### OBJECTIF ÉNONCÉ A
Répondez à ces questions à partir de l'article sur la SACEM et la musique antillaise :
(i) Qui interprète la chanson « Toutouni » en Guadeloupe ?
(ii) Quel montant de droits d'auteur la SACEM a-t-elle versé à ses membres dans le monde entier en 2021 ?
(iii) Quelle part des sociétaires résidant en Martinique a produit des droits d'auteur l'année dernière ?
### OBJECTIF ÉNONCÉ B
Extrayez toutes les lignes qui contiennent le mot « stem ».

### TEXTE PRÉSENTÉ
+--
"San bikini, san monokini, an ka twouvé-mwen byen toutouni". C’est la chanson qui fait le buzz en ce moment en Guadeloupe. Elle est interprétée par une jeune femme, Fecat Jy qui n’est pas une professionnelle de la musique.
Son succès inattendu survient quelques mois après celui de Mixx Steph en Martinique. Sa chanson "Bienvenue à Saint-Pierre" l’a propulsé dans la lumière. Lui non plus n’est pas un professionnel de la musique.
Le succès de "Toutouni" et "Bienvenue à Saint-Pierre" ont suscité des débats parfois passionnés soulevés par des artistes et musiciens mais aussi des mélomanes et puristes. Ils s’inquiètent de voir ce genre de chansons s’imposer de plus en plus au détriment des grandes compositions qui ont hissé la Martinique et la Guadeloupe au sommet.
Le risque est réel mais la controverse n’est pas nouvelle. Ce débat pose à chaque fois la question du juste milieu. Trouver l’équilibre dans toutes les sociétés entre les œuvres qui nourrissent l’esprit et celles qui sont destinées exclusivement à divertir.
À la SACEM, quand il s’agit de rémunérer les auteurs et compositeurs, on ne fait pas de différence entre ceux qui écrivent pour des novices comme Fecat Jy ou Mixx Steph et ceux qui travaillent pour des artistes de renom. Seule compte la diffusion de l’œuvre.
Près de 1500 sociétaires de la SACEM vivent en Martinique
En 2021, la SACEM a versé 886 M€ de droits d’auteur à ses membres dans le monde entier, lors de ses quatre répartitions annuelles : janvier, avril, juillet, octobre. Quels sont les titres antillais qui ont rapporté le plus ?
"Ce sont des données que nous ne communiquons pas, pour des raisons de confidentialité", explique Emmanuelle Bruch, la déléguée régionale SACEM de Martinique et de Guyane.
Sur les 370 000 auteurs, compositeurs et éditeurs qui émargent à la SACEM, près de 1500 résident en Martinique et 62% d’entre eux ont produit des droits d’auteur l’année dernière.
Ces droits sont collectés notamment sur les diffusions radios et télévisions. En Martinique, les radios sont souvent montrées du doigt. "Comment faire une répartition dans un pays dont les diffuseurs principaux ne font pas toujours équitablement la déclaration ?", s’interroge le journaliste Victor Montlouis Bonnaire.
+--
### ENSEMBLE DE LIGNES
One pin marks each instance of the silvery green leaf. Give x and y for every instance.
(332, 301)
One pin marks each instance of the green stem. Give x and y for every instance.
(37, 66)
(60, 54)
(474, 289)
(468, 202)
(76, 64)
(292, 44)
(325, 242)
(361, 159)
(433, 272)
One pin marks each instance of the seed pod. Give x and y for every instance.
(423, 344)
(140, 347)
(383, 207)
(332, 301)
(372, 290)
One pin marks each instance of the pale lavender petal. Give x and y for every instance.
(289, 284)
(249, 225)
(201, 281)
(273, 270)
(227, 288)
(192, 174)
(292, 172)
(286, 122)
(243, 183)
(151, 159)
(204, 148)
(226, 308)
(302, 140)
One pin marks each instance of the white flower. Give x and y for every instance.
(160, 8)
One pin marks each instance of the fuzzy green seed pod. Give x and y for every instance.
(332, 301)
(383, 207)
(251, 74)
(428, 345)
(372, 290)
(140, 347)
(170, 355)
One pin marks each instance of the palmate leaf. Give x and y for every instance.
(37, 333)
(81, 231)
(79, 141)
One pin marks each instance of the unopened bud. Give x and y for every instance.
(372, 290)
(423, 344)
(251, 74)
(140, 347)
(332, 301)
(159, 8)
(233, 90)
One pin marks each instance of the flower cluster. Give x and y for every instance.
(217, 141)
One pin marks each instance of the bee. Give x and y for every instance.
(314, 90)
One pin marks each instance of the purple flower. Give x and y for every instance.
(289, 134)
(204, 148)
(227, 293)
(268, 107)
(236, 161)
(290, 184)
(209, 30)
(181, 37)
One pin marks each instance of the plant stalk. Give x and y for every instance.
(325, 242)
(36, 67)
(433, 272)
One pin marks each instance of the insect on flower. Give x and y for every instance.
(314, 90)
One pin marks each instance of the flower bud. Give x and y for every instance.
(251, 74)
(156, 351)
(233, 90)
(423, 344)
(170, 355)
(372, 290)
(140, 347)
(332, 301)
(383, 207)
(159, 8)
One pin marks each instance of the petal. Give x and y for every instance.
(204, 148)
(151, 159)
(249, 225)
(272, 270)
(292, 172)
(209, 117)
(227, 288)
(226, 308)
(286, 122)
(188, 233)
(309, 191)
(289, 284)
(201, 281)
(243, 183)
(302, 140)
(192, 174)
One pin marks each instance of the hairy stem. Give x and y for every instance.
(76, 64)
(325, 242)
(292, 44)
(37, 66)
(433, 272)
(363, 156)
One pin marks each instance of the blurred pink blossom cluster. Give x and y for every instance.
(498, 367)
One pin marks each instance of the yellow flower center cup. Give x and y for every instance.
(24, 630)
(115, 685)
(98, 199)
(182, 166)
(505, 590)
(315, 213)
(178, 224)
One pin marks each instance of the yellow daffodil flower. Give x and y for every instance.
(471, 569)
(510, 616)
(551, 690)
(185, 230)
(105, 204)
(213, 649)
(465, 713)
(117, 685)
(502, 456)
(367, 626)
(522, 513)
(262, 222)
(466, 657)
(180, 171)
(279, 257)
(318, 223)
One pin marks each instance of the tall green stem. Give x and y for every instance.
+--
### RÉPONSE DÉTAILLÉE A
(i) Elle est interprétée par Fecat Jy, une jeune femme qui n'est pas une professionnelle de la musique.
(ii) La SACEM a versé 886 M€ de droits d'auteur en 2021.
(iii) 62 % d'entre eux ont produit des droits d'auteur l'année dernière.

### RÉPONSE DÉTAILLÉE B
One pin marks each instance of the green stem. Give x and y for every instance.
One pin marks each instance of the hairy stem. Give x and y for every instance.
One pin marks each instance of the tall green stem. Give x and y for every instance.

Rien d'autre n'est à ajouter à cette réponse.